::: PROVIDED DATA :::

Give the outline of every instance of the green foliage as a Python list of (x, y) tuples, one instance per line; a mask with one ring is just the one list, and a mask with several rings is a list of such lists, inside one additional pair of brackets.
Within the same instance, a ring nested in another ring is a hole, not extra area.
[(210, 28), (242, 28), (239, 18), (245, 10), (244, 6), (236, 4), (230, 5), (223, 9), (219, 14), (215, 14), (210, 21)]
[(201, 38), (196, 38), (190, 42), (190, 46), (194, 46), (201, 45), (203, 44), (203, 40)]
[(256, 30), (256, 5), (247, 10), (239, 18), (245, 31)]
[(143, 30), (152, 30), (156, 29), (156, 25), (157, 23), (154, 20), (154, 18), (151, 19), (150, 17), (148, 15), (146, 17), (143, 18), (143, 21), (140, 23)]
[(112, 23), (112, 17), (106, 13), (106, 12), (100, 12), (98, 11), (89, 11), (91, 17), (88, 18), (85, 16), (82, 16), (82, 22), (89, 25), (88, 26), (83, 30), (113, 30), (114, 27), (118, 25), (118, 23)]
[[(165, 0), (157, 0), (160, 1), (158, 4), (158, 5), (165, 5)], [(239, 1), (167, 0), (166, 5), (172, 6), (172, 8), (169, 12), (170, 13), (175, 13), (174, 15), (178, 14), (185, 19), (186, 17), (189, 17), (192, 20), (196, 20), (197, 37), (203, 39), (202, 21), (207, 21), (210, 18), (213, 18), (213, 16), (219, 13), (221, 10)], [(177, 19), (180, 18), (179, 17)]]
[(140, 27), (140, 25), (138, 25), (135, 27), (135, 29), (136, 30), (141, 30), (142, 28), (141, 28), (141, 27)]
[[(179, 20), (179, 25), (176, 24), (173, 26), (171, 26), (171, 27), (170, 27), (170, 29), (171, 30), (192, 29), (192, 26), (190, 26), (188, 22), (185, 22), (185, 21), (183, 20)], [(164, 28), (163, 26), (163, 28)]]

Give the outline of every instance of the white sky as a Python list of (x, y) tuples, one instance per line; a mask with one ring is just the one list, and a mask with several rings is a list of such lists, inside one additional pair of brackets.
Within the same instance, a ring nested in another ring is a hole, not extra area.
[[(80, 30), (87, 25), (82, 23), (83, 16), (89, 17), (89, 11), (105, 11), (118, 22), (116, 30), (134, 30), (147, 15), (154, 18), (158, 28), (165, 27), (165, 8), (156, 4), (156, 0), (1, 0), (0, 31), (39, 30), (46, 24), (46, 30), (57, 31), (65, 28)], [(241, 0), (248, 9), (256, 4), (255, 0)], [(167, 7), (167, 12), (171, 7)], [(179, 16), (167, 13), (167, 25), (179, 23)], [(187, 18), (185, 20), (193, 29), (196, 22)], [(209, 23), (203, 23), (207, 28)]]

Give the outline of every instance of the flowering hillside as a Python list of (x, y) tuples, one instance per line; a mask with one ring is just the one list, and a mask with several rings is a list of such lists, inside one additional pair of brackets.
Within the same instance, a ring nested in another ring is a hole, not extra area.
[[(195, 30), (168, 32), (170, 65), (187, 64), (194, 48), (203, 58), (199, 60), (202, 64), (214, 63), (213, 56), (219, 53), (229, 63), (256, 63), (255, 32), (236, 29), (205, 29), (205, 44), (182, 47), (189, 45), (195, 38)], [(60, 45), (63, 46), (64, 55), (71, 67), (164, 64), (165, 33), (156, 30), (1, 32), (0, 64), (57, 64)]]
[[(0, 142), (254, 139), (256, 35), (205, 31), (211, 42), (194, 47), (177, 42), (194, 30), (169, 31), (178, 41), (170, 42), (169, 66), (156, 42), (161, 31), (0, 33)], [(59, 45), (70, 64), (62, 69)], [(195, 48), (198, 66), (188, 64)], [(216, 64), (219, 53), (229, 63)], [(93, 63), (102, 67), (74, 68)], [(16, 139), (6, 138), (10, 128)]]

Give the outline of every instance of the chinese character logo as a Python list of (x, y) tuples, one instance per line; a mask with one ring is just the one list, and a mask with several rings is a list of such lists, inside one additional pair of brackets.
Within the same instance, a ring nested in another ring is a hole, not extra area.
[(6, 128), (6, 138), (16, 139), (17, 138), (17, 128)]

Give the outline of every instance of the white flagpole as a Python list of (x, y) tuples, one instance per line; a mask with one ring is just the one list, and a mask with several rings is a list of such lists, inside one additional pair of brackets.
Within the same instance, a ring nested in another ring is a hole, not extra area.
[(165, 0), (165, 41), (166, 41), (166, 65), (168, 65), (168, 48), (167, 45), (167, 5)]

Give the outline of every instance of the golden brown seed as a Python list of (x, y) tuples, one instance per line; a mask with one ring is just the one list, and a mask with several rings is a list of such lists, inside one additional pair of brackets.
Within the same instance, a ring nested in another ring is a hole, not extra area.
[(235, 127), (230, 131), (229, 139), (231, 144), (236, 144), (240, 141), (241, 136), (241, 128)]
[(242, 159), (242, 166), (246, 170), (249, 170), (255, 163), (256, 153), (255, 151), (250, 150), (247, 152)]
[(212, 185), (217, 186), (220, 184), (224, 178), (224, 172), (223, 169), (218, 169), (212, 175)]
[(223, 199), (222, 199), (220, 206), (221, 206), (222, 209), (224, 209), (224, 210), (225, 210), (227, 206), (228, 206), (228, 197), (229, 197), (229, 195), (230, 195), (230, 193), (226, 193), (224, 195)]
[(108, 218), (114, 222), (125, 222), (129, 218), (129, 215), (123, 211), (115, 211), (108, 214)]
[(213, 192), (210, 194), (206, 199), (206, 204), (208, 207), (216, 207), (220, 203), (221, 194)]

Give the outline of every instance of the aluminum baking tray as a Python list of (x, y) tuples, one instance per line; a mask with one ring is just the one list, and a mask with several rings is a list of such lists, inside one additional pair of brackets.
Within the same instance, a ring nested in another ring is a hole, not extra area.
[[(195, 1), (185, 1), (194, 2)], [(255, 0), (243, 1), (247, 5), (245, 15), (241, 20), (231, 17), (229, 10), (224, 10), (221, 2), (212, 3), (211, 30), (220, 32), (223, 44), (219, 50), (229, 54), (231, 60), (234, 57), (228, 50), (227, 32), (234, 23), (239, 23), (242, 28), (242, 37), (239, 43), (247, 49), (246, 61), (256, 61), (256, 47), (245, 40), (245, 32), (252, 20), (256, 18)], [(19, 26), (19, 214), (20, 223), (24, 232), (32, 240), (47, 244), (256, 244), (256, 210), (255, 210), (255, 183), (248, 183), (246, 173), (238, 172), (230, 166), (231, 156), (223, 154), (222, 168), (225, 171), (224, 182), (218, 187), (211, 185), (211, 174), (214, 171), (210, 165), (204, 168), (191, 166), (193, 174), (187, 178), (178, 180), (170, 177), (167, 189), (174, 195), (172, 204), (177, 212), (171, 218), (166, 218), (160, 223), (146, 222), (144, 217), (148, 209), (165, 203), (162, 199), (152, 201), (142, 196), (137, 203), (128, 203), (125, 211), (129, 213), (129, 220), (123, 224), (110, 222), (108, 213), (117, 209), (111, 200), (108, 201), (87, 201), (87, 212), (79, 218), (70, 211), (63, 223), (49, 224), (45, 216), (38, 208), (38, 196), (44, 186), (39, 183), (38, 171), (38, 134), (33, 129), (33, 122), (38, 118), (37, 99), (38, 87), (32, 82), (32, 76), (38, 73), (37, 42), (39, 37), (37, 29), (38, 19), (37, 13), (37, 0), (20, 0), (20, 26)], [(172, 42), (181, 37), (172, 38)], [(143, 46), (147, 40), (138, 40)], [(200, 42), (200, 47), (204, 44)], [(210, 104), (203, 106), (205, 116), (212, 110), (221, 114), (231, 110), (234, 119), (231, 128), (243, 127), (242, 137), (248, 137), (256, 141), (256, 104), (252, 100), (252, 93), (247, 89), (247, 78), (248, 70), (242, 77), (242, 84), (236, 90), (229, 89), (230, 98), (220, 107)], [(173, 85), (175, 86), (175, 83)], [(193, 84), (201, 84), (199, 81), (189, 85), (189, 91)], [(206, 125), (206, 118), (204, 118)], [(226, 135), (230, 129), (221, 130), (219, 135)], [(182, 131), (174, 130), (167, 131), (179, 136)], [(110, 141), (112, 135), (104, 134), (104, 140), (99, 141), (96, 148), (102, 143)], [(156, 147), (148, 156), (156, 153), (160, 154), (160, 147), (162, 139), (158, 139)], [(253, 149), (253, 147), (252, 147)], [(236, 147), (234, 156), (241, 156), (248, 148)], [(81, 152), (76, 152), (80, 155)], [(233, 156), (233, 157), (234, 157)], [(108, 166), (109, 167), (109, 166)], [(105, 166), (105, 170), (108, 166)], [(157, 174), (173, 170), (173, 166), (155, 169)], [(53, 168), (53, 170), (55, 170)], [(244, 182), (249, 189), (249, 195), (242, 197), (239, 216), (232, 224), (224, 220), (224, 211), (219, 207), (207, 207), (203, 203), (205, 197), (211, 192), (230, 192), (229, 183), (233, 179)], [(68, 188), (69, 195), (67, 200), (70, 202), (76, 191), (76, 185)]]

:::

- AIM
Write out the records above word for word, starting with the line containing "Give the outline of every instance of the white flagpole" and ending with the line containing "203), (221, 194)]", both included.

- TASK SOLUTION
Give the outline of every instance of the white flagpole as a Python list of (x, y) tuples, one instance per line; a mask with one ring is just the one list, and a mask with several rings is a list of such lists, inside one additional pair of brackets.
Within the same instance, a ring nested in another ring is a hole, not extra area.
[(165, 0), (165, 41), (166, 41), (166, 65), (168, 65), (168, 48), (167, 45), (167, 5)]

Give the outline of every instance of the golden brown seed as a Python list of (x, y) tuples, one instance per line; a mask with one ring is just the one list, and a mask with several rings is a list of such lists, inside one additional pair of brackets.
Within the same instance, a ring nested in another ring is a hole, not extra area.
[(235, 127), (230, 131), (229, 139), (231, 144), (236, 144), (240, 141), (241, 136), (241, 128)]
[(242, 159), (242, 166), (246, 170), (249, 170), (255, 163), (256, 153), (255, 151), (250, 150), (247, 152)]
[(212, 185), (217, 186), (220, 184), (224, 178), (224, 172), (223, 169), (218, 169), (212, 175)]
[(223, 199), (222, 199), (220, 206), (221, 206), (222, 209), (224, 209), (224, 210), (225, 210), (227, 206), (228, 206), (228, 197), (229, 197), (229, 195), (230, 195), (230, 193), (226, 193), (224, 195)]
[(108, 218), (114, 222), (125, 222), (129, 218), (129, 215), (123, 211), (115, 211), (108, 214)]
[(213, 192), (210, 194), (206, 199), (206, 204), (208, 207), (216, 207), (220, 203), (221, 194)]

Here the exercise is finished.